Natural-language object grounding data
■ ■ ■
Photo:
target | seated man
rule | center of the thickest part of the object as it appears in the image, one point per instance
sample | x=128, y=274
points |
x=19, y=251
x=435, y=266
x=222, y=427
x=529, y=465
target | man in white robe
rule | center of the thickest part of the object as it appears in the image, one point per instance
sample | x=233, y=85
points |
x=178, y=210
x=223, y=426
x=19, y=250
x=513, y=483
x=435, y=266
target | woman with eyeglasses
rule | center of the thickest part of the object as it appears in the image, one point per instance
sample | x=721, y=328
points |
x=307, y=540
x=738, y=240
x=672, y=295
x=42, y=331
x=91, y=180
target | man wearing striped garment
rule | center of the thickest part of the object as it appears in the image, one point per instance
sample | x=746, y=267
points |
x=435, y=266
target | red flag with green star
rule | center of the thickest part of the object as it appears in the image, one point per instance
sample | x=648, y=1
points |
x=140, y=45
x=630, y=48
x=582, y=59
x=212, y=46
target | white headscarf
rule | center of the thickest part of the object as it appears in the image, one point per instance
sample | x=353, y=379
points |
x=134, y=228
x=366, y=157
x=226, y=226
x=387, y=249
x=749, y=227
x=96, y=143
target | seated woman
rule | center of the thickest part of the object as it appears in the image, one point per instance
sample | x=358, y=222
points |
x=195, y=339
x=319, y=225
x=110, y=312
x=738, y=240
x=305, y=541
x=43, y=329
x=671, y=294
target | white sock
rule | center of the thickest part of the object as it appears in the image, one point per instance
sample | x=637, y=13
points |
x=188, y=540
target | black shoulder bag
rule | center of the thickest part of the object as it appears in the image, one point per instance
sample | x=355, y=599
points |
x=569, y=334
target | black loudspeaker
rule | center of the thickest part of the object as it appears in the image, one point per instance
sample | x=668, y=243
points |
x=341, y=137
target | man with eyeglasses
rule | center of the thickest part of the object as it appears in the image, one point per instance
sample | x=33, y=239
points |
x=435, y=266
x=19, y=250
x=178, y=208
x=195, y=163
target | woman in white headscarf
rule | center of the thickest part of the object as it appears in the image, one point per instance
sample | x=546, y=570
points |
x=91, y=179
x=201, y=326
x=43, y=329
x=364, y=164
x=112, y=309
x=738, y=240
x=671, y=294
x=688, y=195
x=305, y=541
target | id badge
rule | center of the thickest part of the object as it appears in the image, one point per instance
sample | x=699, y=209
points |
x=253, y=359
■ ■ ■
◆ Aim of the exercise
I need every line of the data that has the word "eyeglasses"; please list them.

◆ Your response
target | woman with eyeglasses
target | man with eyeglasses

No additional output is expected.